§ **DATA PROVIDED**:
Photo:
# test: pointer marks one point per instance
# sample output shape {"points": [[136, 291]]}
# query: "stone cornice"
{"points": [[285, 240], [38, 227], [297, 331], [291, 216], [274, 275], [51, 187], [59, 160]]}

§ **THE TASK**: Produce the material above again, word for word.

§ **SOLUTION**:
Photo:
# test: pointer marks one point per instance
# sample output shape {"points": [[136, 291]]}
# query: "stone cornice"
{"points": [[285, 240], [38, 227], [297, 331], [291, 216], [274, 275], [51, 187], [59, 160]]}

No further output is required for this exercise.